● **Set task a**
Rewrite the segmentation records below, changing every "even-odd" to "nonzero" and leaving everything else as it is.
___ Selected text ___
Figs. 136-142.—Successive states of a pyramid, according to

the system advocated in Bædeker's Guide.

We are told that the system of construction here set forth is rendered

almost certain by the fact that "the deeper we penetrate into the

pyramid the more careful do we find the construction, which becomes

more and more careless as the exterior is approached. In fact, as

each new envelope was commenced, the chances of its being

completed became less." The mass of stone to be worked and placed

was greater, while the king, upon whose life the whole operation

depended, was older and nearer his death. The builders became less

sure of the morrow; they pressed on so as to increase, at all hazards,

the size of the monument, and trusted to the final casing to conceal

all defects of workmanship.
___ Record set ___
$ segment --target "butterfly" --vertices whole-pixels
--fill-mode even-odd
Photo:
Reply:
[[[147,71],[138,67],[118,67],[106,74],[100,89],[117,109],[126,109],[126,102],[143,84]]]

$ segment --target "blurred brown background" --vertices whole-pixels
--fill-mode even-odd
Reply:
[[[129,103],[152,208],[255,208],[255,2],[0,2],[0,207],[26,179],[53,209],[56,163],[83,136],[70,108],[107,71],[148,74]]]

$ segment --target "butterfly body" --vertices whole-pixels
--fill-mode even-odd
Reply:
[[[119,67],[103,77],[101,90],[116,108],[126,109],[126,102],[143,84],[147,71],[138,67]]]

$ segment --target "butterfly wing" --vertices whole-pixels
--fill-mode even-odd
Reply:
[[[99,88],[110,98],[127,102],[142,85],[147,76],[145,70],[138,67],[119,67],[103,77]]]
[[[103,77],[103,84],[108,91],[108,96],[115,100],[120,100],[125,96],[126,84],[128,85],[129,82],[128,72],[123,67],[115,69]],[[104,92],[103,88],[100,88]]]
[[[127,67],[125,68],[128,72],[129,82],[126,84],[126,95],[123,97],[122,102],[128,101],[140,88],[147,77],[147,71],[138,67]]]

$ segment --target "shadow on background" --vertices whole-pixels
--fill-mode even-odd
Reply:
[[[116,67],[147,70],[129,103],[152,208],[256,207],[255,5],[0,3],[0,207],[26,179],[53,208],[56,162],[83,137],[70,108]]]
___
● **Set task b**
In the passage on pyramid construction, what did the builders trust to conceal all defects of workmanship?

● **Full response a**
$ segment --target "butterfly" --vertices whole-pixels
--fill-mode nonzero
Photo:
Reply:
[[[147,71],[138,67],[118,67],[106,74],[100,89],[117,109],[126,109],[126,102],[143,84]]]

$ segment --target "blurred brown background" --vertices whole-pixels
--fill-mode nonzero
Reply:
[[[129,103],[152,208],[255,208],[255,2],[0,2],[0,207],[26,179],[53,209],[56,163],[83,136],[70,108],[107,71],[148,74]]]

$ segment --target "butterfly body" --vertices whole-pixels
--fill-mode nonzero
Reply:
[[[119,67],[103,77],[101,90],[116,108],[126,109],[126,102],[143,84],[147,71],[138,67]]]

$ segment --target "butterfly wing" --vertices whole-pixels
--fill-mode nonzero
Reply:
[[[99,88],[110,98],[127,102],[142,85],[147,76],[145,70],[138,67],[119,67],[103,77]]]
[[[103,77],[103,84],[108,91],[108,96],[115,100],[120,100],[125,96],[126,84],[128,85],[129,82],[128,72],[123,67],[115,69]],[[104,92],[103,88],[100,88]]]
[[[127,67],[125,68],[128,72],[129,82],[126,84],[126,95],[123,97],[122,102],[128,101],[140,88],[147,77],[147,71],[138,67]]]

$ segment --target "shadow on background" --vertices whole-pixels
--fill-mode nonzero
Reply:
[[[116,67],[147,70],[129,103],[152,208],[256,207],[255,5],[0,3],[0,207],[26,179],[53,208],[56,162],[83,137],[70,108]]]

● **Full response b**
The final casing.